▼

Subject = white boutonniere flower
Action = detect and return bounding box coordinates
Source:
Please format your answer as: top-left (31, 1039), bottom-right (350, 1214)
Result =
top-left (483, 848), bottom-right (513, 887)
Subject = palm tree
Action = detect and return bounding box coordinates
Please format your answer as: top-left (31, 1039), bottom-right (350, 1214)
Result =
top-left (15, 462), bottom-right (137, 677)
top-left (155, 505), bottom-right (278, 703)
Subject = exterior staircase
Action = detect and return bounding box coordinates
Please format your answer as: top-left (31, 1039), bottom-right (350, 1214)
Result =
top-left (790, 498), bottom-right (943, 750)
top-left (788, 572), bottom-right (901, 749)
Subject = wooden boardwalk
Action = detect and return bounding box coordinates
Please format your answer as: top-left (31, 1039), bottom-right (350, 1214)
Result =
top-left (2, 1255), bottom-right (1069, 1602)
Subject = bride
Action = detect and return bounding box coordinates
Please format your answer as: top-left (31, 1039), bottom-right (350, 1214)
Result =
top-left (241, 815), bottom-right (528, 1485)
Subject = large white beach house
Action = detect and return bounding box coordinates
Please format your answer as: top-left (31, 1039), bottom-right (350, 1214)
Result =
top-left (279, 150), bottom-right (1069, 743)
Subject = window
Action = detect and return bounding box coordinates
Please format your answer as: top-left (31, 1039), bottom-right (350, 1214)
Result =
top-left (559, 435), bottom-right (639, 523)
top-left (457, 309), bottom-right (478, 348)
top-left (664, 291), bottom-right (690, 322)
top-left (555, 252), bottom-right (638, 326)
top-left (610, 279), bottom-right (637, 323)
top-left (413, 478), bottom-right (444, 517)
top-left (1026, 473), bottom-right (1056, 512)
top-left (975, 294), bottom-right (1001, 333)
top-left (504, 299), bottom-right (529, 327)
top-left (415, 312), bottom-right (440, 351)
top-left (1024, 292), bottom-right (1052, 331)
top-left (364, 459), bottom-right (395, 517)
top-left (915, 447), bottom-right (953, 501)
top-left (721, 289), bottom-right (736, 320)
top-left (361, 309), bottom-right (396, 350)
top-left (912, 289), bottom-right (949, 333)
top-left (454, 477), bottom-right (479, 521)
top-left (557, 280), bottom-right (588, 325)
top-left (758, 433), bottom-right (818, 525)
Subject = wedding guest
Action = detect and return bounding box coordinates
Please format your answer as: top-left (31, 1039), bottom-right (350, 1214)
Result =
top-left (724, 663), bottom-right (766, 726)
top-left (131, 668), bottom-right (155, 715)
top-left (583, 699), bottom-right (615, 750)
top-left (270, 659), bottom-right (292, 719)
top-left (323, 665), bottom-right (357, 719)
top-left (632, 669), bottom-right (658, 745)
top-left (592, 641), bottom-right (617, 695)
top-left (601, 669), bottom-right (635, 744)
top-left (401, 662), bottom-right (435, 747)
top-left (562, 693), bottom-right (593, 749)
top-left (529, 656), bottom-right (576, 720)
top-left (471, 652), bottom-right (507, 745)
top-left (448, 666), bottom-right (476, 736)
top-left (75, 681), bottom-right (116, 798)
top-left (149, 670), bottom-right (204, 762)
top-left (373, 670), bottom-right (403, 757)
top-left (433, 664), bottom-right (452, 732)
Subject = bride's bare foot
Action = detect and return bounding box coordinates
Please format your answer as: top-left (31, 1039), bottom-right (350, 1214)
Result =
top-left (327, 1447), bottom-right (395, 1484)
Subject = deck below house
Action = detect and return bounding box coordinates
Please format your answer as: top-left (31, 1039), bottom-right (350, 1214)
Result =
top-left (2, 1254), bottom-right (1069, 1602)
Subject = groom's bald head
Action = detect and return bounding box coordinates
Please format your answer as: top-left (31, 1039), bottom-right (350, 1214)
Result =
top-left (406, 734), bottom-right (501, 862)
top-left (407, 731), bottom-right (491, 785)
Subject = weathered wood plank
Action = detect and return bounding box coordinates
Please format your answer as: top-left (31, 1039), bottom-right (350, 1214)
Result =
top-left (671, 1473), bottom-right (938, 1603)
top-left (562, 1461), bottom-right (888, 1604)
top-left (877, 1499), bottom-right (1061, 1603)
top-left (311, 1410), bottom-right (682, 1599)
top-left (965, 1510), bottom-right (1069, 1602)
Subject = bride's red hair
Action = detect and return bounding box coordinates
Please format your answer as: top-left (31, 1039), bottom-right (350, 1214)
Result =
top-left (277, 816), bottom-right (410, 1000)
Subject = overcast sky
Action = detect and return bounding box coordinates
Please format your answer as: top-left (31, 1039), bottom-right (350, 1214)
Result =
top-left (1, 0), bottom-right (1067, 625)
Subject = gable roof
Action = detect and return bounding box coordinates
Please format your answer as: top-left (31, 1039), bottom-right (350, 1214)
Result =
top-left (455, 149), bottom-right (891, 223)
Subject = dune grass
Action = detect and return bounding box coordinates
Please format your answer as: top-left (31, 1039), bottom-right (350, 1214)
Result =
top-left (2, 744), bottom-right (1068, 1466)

▲

The material above should be given again in full, exactly.

# Response to this task
Subject = white boutonniere flower
Action = detect and return bounding box coordinates
Source:
Please format your answer as: top-left (31, 1039), bottom-right (350, 1214)
Result =
top-left (483, 848), bottom-right (513, 887)
Subject = palm tree
Action = detect and return bounding box coordinates
Please format your answer as: top-left (31, 1039), bottom-right (350, 1214)
Result =
top-left (15, 462), bottom-right (137, 677)
top-left (155, 505), bottom-right (278, 703)
Subject = exterior staircase
Action = detect and return bounding box coordinates
Please format your answer as: top-left (31, 1039), bottom-right (350, 1214)
Result =
top-left (790, 498), bottom-right (943, 750)
top-left (788, 572), bottom-right (901, 749)
Subject = wooden boardwalk
Action = detect and return bounding box coordinates
Please format your answer as: top-left (31, 1039), bottom-right (350, 1214)
Result =
top-left (2, 1255), bottom-right (1069, 1602)
Subject = bride
Action = detect and return bounding box coordinates
Please format your answer as: top-left (31, 1039), bottom-right (350, 1214)
Result =
top-left (241, 815), bottom-right (528, 1485)
Subject = large white beach house
Action = detect and return bounding box coordinates
Please format your answer as: top-left (31, 1039), bottom-right (350, 1214)
Result =
top-left (279, 150), bottom-right (1069, 743)
Subject = window
Action = detect and return bounding box coordinates
Please format your answer as: top-left (31, 1039), bottom-right (350, 1214)
Result =
top-left (559, 435), bottom-right (639, 523)
top-left (457, 309), bottom-right (478, 348)
top-left (664, 291), bottom-right (690, 322)
top-left (555, 252), bottom-right (638, 326)
top-left (610, 279), bottom-right (637, 323)
top-left (413, 478), bottom-right (444, 517)
top-left (1026, 473), bottom-right (1056, 512)
top-left (975, 294), bottom-right (1001, 333)
top-left (504, 299), bottom-right (529, 327)
top-left (415, 312), bottom-right (440, 351)
top-left (1024, 292), bottom-right (1052, 331)
top-left (364, 459), bottom-right (395, 517)
top-left (915, 447), bottom-right (953, 501)
top-left (721, 289), bottom-right (736, 320)
top-left (361, 309), bottom-right (396, 350)
top-left (912, 289), bottom-right (949, 333)
top-left (454, 477), bottom-right (479, 521)
top-left (557, 280), bottom-right (588, 325)
top-left (758, 433), bottom-right (818, 525)
Subject = wedding guest
Action = detect and return bounding box coordinates
Please format your answer as: top-left (31, 1039), bottom-right (350, 1214)
Result =
top-left (724, 663), bottom-right (766, 726)
top-left (131, 668), bottom-right (155, 715)
top-left (583, 699), bottom-right (615, 750)
top-left (270, 659), bottom-right (292, 719)
top-left (323, 665), bottom-right (357, 719)
top-left (632, 669), bottom-right (658, 745)
top-left (592, 641), bottom-right (617, 695)
top-left (601, 669), bottom-right (635, 744)
top-left (401, 662), bottom-right (435, 747)
top-left (562, 693), bottom-right (593, 749)
top-left (529, 656), bottom-right (576, 720)
top-left (471, 652), bottom-right (507, 745)
top-left (448, 666), bottom-right (476, 736)
top-left (75, 681), bottom-right (116, 798)
top-left (149, 670), bottom-right (204, 762)
top-left (373, 670), bottom-right (403, 757)
top-left (433, 664), bottom-right (452, 732)
Subject = bride's bare foot
Action = detect and return bounding box coordinates
Please format your answer as: top-left (31, 1039), bottom-right (350, 1214)
Result =
top-left (327, 1447), bottom-right (395, 1484)
Subject = deck below house
Action = detect and return bounding box coordinates
Please format your answer as: top-left (31, 1039), bottom-right (350, 1214)
Result =
top-left (2, 1254), bottom-right (1069, 1602)
Subject = groom's bald head
Action = detect and return bounding box coordinates
Please format your answer as: top-left (31, 1039), bottom-right (350, 1214)
Result =
top-left (406, 734), bottom-right (501, 862)
top-left (407, 731), bottom-right (491, 785)
Subject = weathered wood plank
Action = detect and return bounding box coordinates
Please format your answer as: top-left (31, 1039), bottom-right (350, 1214)
Result =
top-left (671, 1473), bottom-right (938, 1603)
top-left (562, 1461), bottom-right (888, 1604)
top-left (877, 1499), bottom-right (1061, 1603)
top-left (311, 1410), bottom-right (682, 1599)
top-left (965, 1510), bottom-right (1069, 1602)
Subject = bride's red hair
Action = detect and return bounding box coordinates
Please format your answer as: top-left (31, 1039), bottom-right (350, 1214)
Result =
top-left (277, 816), bottom-right (410, 1000)
Subject = overcast sky
Action = detect and return bounding box coordinates
Please format your answer as: top-left (31, 1039), bottom-right (350, 1214)
Result =
top-left (1, 0), bottom-right (1067, 625)
Subject = gable roof
Action = detect and return bounding box coordinates
Please format your answer as: top-left (31, 1039), bottom-right (350, 1214)
Result =
top-left (455, 149), bottom-right (891, 223)
Subject = dune grass
Action = detect and return bounding box coordinates
Please format your answer as: top-left (31, 1039), bottom-right (350, 1214)
Result =
top-left (2, 744), bottom-right (1068, 1466)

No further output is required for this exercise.